[Exercise goal] Could you arrange everything from the first line down to and including the line containing "M181 17L172 27L169" as a numbered list, leaving out any blank lines?

───── The data

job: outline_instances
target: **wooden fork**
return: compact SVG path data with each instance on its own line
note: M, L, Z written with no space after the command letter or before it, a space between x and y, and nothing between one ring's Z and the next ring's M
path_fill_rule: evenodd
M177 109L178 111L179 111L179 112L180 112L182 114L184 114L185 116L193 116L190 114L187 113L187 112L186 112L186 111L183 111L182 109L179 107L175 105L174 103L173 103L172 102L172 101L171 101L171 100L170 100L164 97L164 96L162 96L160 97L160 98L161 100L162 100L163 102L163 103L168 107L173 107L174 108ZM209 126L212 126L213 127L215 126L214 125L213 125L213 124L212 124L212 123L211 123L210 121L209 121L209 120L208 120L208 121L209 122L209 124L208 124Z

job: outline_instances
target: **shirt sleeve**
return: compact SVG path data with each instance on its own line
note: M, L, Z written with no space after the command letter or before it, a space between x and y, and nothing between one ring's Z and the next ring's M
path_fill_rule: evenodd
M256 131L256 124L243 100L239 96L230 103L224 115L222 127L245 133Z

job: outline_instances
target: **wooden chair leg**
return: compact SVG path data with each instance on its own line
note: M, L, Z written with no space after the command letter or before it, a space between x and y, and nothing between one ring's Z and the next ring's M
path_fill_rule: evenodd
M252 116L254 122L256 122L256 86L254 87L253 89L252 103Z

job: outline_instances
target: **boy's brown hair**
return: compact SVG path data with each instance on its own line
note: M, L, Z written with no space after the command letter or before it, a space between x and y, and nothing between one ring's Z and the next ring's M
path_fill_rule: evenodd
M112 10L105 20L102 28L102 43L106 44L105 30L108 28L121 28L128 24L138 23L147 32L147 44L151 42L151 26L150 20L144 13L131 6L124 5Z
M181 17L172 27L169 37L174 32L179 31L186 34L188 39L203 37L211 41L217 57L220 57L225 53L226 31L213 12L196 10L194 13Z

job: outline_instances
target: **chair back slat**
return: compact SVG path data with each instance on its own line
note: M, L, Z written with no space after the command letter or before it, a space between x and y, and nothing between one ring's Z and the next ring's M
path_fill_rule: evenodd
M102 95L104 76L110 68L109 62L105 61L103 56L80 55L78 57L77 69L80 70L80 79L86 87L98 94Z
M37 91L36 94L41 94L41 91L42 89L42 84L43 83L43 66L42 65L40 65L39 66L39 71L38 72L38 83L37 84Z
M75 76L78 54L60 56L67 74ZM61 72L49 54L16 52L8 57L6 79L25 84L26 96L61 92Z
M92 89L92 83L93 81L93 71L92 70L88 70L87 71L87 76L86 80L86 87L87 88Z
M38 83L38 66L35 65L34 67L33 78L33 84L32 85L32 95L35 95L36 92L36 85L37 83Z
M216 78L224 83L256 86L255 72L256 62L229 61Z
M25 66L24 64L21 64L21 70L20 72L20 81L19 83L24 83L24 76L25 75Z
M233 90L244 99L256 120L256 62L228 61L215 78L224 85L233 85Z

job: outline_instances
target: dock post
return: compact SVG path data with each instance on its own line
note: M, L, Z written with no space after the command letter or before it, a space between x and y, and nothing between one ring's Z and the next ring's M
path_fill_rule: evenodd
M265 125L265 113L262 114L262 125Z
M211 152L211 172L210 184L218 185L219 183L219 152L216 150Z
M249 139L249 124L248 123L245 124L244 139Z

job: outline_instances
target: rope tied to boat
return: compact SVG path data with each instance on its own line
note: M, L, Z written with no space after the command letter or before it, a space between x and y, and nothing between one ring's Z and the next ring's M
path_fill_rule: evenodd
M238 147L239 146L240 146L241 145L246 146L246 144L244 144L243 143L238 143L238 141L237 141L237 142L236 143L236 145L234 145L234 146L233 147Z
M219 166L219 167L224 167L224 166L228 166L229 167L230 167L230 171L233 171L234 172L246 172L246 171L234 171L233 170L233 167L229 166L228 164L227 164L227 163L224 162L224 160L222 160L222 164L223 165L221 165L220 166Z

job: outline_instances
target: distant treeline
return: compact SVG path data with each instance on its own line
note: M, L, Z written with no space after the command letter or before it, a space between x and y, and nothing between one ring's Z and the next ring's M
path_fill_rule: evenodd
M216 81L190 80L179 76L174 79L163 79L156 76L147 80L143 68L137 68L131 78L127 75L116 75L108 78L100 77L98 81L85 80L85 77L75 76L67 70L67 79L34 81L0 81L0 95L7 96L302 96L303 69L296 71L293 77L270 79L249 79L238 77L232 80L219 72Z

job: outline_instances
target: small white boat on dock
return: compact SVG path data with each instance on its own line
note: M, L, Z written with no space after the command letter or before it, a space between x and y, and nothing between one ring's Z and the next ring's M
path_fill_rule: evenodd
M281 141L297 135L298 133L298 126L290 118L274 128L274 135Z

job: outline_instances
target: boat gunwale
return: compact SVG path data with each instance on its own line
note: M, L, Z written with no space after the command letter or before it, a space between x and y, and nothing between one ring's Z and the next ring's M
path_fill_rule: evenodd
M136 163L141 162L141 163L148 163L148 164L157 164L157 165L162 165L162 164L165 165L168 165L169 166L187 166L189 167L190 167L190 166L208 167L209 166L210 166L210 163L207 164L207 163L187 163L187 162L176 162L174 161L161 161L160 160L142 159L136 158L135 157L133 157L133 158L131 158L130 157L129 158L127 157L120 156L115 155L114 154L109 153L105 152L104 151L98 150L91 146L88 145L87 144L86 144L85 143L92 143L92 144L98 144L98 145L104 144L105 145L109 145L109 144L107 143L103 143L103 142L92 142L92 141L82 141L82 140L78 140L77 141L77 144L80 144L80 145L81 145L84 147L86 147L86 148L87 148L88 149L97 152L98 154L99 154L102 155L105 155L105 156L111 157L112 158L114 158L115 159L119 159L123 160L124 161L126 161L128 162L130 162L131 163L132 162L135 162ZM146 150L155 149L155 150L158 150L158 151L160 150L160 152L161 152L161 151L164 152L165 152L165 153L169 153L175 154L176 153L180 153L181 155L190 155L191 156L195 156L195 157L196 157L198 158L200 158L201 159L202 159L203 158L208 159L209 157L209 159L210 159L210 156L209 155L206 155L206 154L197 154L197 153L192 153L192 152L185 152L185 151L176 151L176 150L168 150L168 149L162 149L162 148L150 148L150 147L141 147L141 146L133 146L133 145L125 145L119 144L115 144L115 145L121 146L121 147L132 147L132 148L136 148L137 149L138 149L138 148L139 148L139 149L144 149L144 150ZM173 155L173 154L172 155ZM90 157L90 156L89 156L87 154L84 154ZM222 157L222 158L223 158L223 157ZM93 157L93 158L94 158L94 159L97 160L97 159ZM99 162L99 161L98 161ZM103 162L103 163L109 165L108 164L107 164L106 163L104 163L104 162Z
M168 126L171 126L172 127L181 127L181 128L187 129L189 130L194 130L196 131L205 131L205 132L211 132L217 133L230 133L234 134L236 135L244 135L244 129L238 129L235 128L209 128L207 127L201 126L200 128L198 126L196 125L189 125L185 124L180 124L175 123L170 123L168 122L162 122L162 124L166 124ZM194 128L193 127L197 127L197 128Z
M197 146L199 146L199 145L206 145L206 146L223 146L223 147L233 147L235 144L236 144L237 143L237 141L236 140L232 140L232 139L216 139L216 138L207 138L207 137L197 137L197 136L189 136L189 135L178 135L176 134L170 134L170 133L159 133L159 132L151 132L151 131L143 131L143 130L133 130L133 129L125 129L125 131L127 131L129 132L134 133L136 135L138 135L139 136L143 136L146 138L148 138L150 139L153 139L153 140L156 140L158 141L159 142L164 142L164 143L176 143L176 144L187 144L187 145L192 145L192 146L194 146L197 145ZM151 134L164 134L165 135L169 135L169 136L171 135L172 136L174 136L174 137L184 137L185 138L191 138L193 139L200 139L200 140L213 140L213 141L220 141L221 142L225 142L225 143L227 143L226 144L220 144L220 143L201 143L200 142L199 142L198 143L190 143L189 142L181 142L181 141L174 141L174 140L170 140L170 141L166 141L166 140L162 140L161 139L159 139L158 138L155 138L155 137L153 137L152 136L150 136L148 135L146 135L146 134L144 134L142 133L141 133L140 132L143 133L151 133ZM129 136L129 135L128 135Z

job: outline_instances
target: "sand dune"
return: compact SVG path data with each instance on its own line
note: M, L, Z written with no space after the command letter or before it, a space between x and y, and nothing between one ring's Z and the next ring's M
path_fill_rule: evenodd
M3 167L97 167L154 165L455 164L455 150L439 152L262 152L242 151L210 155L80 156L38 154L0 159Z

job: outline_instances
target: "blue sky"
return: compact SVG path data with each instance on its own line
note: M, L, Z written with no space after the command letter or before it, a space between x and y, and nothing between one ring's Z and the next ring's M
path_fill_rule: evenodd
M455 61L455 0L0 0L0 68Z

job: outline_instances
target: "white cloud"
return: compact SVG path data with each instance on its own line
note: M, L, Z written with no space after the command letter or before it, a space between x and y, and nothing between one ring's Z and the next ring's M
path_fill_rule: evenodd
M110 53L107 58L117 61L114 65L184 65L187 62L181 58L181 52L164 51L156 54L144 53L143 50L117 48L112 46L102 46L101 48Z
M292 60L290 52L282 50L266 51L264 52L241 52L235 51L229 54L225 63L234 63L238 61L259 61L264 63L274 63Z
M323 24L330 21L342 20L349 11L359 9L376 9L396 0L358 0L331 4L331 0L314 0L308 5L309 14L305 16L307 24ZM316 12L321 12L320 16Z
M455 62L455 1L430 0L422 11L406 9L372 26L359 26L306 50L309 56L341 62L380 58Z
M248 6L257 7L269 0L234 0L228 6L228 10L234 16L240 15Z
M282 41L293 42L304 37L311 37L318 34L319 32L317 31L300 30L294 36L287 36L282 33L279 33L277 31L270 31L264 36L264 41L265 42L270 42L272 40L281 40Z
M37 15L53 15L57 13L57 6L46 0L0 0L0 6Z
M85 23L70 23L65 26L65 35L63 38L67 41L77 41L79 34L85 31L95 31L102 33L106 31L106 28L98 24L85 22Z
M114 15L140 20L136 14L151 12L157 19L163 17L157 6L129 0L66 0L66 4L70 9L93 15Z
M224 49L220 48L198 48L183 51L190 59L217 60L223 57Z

──────────

[Solution to the exercise]
1. job: outline_instances
2. target: **wooden fork**
3. return: compact SVG path data with each instance on its own line
4. note: M, L, Z written with no space after the command letter or before it, a space between x and y, and nothing between one ring's Z and the next ring's M
5. path_fill_rule: evenodd
6. M177 109L178 111L179 111L179 112L180 112L182 114L184 114L185 116L193 116L190 114L187 113L187 112L186 112L186 111L183 111L182 109L179 107L175 105L174 103L173 103L172 102L172 101L171 101L171 100L170 100L164 97L164 96L162 96L160 97L160 98L161 100L162 100L163 102L163 103L168 107L173 107L174 108ZM209 126L212 126L213 127L215 126L214 125L213 125L213 124L212 124L212 123L211 123L210 121L209 121L209 120L208 120L208 121L209 122L209 124L208 124Z
7. job: outline_instances
8. target: **shirt sleeve**
9. return: compact SVG path data with each instance on its own line
10. note: M, L, Z written with no space after the command letter or before it, a space between x and y, and nothing between one ring's Z and the next ring's M
11. path_fill_rule: evenodd
12. M256 131L256 124L243 100L239 96L230 103L224 115L222 127L245 133Z
13. job: outline_instances
14. target: **wooden chair leg**
15. return: compact SVG path data with each instance on its own line
16. note: M, L, Z written with no space after the command letter or before it, a space between x and y, and nothing between one ring's Z and the next ring's M
17. path_fill_rule: evenodd
18. M252 116L254 122L256 122L256 86L254 87L253 89L252 103Z
19. job: outline_instances
20. target: **boy's brown hair**
21. return: compact SVG path data with each instance on its own line
22. note: M, L, Z written with no space after the command letter or before it, a space between x and y, and nothing between one ring's Z and the next ring's M
23. path_fill_rule: evenodd
24. M112 10L105 20L102 28L102 43L106 44L105 30L108 28L121 28L128 24L138 23L147 32L147 44L151 42L151 26L150 20L144 13L131 6L124 5Z
25. M181 17L172 27L169 37L174 32L179 31L186 34L188 39L203 37L211 41L217 57L220 57L225 53L226 31L213 12L196 10L194 13Z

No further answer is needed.